◆ **SOURCE EXTRACT**
-- start --
Researchers can increase the likelihood that participants are granting truly informed consent or that they are who they purport to be. For example, it is possible to get better feedback from participants about whether they understand the consent statement by breaking a consent form into segments and requiring a ‘click to accept’ before continuing, or by administering short quizzes to establish that a participant understood one section before administering the next. Similarly, one can more reliably distinguish children from adults by having participants enter information that is generally available only to adults (e.g., credit card numbers) or by requiring that they register with a trusted authority, such as VeriSign. Many of these techniques have been developed to deal with problems of fraud in electronic commerce applications (e.g., VeriSign’s Authentication Service Bureau) or for protecting online communications (e.g., Pretty Good Privacy). They will be evolving in response to business and security needs.

These techniques often come at a cost to the participants. The extra effort is likely to reduce response rates, increase non-response to sensitive items (Singer, 1978) and possibly produce biased data (Trice, 1987). In addition, these techniques may require specialized technologies (e.g., 32-bit encryption) and knowledge, which may exclude some types of subjects from the research (e.g., those who haven’t upgraded to the most recent browser or who live outside the United States). Therefore these techniques are appropriate only when there is more than minimal risk to the participant.

Federal human-subjects regulation requires that informed consent be documented by the use of a “…written consent form approved by the IRB and signed by the subject” [CR§117]. It is difficult to obtain legally-binding signatures online. However, Institutional Review Boards (IRBs) can waive the requirements for written documentation of informed consent for minimal risk research [CR§117(c)], and many IRBs permit research participants to click a button on an online form to indicate they have read and understood the consent form.

Table 1 lists methods of obtaining consent for Internet-based studies from strongest to weakest. The weakest method of consent, simple click to accept electronic forms, is most vulnerable to misrepresentation. There is no reliable way to know who is clicking, or whether a child or parent is the one clicking. As digital signatures become more commonly used, there may be new ways to obtain consent with relative ease. The table illustrates the tradeoffs inherent in each of these methods for obtaining consent. In particular, anonymity is often traded off when strong forms of consent are used, especially when documentation is kept. 

Advice to researchers and institutional review boards

The Internet allows researchers to collect data in new ways and to observe phenomena that might be rare in other settings. Psychologists need to become educated in the possibilities and caveats, so that they can capture advantages of conducting online research while reducing risks to research quality or to human participants. In general, research on the Internet is not inherently more difficult to conduct or inherently riskier to participants than other, more traditional research styles. But because the Internet is a relatively new medium for research, where online behavior, norms, technology, and research methods are all evolving, conducting online research raises ambiguities that have been long settled in more conventional laboratory and field settings. Until conducting online research becomes routine, it is likely to require more forethought and self-reflection than conventional research in the discipline. The sections below provide some guidance to researchers and the Institutional Review Boards, which monitor their conduct.
-- end --
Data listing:
-- start --
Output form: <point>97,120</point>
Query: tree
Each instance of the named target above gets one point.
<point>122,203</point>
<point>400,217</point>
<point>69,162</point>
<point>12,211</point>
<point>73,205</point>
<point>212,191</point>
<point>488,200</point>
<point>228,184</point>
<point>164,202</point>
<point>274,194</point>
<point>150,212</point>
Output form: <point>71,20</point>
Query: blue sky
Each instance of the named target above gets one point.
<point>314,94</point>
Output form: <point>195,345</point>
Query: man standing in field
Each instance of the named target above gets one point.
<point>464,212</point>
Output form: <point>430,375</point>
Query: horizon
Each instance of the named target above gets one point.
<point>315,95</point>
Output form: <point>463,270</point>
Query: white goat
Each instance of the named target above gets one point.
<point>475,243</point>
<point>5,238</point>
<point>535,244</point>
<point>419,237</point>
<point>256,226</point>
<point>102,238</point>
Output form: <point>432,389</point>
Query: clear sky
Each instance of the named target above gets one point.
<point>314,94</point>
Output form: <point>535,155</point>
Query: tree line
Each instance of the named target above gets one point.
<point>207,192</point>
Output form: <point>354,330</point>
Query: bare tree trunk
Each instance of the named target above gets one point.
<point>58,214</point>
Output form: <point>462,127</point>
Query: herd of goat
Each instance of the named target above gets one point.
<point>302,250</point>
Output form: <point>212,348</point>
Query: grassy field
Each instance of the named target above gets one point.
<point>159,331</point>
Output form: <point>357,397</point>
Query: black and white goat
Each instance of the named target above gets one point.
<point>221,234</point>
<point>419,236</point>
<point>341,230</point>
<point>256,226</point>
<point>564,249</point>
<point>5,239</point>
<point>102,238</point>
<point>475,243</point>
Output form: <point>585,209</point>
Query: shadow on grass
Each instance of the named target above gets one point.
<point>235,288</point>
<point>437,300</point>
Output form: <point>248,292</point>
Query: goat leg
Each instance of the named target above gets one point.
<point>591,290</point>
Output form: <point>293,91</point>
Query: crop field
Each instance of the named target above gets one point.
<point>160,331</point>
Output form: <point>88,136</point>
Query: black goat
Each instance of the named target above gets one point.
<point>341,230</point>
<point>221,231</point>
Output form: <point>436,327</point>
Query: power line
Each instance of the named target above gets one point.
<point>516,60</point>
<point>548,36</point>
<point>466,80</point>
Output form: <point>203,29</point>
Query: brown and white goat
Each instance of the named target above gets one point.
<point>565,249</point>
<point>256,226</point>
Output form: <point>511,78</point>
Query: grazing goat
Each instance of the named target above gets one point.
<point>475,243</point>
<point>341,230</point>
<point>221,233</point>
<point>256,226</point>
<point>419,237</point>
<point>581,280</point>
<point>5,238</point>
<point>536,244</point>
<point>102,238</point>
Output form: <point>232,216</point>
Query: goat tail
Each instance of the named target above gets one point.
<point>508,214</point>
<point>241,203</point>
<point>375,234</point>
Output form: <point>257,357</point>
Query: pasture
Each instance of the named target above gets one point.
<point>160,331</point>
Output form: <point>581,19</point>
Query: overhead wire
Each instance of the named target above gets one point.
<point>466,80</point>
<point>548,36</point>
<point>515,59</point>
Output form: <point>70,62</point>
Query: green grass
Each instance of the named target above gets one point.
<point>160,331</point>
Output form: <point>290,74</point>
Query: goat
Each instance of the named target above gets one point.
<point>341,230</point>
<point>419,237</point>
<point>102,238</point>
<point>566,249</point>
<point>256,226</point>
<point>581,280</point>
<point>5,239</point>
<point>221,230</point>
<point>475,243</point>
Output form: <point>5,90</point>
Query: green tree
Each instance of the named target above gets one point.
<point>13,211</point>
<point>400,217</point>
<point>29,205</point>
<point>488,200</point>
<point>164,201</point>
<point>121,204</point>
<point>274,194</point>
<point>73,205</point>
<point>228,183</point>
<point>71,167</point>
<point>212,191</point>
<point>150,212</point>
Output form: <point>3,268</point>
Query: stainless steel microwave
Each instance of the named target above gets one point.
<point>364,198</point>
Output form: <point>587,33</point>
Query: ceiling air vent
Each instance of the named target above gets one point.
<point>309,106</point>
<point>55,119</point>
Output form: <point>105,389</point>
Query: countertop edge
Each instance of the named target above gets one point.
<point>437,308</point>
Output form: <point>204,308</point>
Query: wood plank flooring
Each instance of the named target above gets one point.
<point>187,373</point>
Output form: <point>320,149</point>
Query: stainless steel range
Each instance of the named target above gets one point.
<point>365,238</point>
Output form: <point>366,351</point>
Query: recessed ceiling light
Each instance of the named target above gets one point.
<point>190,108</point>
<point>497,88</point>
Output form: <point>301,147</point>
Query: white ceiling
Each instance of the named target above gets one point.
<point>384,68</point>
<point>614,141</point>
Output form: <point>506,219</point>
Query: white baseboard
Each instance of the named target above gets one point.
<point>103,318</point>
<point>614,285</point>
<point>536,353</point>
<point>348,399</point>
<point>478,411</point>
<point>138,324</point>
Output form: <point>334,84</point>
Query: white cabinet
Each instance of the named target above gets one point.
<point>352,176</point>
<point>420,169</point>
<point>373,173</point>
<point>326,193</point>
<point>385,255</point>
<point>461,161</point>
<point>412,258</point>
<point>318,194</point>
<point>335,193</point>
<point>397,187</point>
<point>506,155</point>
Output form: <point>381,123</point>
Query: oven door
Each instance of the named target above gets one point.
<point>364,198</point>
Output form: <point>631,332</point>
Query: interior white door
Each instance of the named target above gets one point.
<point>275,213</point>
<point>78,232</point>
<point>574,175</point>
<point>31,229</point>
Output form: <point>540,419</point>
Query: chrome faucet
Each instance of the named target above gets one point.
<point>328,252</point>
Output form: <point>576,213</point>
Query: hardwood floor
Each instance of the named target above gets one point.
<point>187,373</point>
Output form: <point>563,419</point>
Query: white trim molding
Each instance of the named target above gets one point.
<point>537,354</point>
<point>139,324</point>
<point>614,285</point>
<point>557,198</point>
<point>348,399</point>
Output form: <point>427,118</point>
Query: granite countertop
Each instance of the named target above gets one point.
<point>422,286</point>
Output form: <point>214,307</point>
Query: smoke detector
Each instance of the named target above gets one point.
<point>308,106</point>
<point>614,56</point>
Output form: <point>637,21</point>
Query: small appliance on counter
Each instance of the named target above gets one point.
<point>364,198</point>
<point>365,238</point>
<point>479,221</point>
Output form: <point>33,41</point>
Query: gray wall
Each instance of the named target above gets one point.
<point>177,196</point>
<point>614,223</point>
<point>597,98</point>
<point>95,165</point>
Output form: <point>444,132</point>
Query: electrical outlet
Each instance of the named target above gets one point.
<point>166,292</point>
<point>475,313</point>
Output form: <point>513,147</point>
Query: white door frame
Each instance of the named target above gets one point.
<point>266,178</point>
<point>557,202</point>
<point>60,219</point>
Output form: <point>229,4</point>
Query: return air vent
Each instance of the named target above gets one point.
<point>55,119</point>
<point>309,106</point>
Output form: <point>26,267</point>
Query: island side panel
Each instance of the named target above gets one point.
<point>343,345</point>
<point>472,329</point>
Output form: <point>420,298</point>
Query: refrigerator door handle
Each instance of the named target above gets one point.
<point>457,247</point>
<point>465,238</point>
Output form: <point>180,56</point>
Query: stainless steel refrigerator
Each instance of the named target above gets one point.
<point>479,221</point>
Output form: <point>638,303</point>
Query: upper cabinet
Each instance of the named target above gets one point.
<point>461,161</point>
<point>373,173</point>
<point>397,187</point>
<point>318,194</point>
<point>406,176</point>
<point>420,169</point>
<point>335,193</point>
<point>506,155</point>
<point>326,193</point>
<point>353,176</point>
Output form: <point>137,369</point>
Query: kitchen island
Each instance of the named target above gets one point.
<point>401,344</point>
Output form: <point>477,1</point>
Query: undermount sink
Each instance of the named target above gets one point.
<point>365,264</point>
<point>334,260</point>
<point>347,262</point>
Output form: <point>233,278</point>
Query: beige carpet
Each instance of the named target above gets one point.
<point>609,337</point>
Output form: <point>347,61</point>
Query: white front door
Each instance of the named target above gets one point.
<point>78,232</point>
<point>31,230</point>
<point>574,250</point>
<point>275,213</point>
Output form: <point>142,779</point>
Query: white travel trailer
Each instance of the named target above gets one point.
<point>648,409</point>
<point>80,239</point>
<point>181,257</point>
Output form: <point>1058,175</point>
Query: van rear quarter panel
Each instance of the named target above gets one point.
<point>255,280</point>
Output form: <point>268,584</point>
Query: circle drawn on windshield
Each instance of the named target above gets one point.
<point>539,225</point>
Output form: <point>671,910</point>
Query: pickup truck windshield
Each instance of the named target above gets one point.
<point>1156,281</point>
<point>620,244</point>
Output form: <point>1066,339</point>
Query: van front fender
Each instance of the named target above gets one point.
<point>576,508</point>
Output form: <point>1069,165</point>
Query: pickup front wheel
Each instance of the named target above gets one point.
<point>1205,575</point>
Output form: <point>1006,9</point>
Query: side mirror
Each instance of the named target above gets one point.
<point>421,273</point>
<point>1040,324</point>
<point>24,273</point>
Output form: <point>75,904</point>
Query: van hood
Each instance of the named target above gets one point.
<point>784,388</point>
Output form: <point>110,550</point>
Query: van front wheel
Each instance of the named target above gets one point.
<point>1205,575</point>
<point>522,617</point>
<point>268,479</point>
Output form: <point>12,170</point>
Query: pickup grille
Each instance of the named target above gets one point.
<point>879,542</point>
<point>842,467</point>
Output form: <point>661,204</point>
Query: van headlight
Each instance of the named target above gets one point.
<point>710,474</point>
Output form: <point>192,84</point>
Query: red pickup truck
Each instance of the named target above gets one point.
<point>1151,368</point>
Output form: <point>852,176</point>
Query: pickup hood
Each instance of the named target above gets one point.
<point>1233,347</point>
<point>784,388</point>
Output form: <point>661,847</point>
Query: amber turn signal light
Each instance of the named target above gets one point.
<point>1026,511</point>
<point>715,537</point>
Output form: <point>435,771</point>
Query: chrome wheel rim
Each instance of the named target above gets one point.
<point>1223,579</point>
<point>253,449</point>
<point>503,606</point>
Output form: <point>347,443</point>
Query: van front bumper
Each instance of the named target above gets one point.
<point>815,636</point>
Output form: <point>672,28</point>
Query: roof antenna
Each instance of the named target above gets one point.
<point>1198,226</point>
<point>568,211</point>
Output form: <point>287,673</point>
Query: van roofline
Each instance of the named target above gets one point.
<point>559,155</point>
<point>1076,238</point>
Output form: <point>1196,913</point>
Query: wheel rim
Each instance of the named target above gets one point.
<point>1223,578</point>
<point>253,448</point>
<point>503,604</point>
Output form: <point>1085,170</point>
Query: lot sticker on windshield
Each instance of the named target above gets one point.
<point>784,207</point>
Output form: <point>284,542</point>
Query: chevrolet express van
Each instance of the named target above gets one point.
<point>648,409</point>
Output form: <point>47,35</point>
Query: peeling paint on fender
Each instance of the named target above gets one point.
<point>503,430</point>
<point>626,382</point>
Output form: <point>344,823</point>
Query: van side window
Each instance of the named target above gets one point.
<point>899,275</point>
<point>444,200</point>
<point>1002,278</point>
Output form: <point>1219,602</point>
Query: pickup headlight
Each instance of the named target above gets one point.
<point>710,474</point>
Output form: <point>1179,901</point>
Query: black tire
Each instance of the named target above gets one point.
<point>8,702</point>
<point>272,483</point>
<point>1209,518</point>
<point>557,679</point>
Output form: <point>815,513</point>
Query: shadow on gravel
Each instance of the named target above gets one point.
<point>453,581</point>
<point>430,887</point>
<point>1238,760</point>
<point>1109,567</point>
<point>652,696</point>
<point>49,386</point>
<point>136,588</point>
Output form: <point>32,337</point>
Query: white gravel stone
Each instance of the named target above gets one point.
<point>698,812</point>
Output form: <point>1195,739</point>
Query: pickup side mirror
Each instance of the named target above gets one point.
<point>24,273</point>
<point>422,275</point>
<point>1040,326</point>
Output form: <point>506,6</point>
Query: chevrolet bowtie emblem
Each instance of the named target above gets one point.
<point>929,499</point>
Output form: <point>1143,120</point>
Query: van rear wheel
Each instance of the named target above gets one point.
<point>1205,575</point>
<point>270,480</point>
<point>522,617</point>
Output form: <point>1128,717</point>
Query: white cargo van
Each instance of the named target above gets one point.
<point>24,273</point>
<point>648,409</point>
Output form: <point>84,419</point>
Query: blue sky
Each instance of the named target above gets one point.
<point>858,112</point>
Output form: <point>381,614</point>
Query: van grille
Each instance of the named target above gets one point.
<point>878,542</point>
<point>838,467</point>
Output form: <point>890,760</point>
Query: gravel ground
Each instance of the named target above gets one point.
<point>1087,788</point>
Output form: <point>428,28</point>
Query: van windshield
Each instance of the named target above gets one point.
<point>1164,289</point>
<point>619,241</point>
-- end --
◆ **TASKS AND EXERCISES**
A. Answer these questions about the online consent passage:
(i) What trusted authority does it name as an example for participants to register with?
(ii) When does it say these techniques are appropriate?
(iii) Which method of consent does it call the weakest?
B. Please transcribe the online consent passage, starting with "Table 1 lists" and going on through "documentation is kept.".

◆ **RESPONSE LIST**
A.
(i) VeriSign
(ii) Only when there is more than minimal risk to the participant
(iii) Simple click to accept electronic forms

B.
Table 1 lists methods of obtaining consent for Internet-based studies from strongest to weakest. The weakest method of consent, simple click to accept electronic forms, is most vulnerable to misrepresentation. There is no reliable way to know who is clicking, or whether a child or parent is the one clicking. As digital signatures become more commonly used, there may be new ways to obtain consent with relative ease. The table illustrates the tradeoffs inherent in each of these methods for obtaining consent. In particular, anonymity is often traded off when strong forms of consent are used, especially when documentation is kept.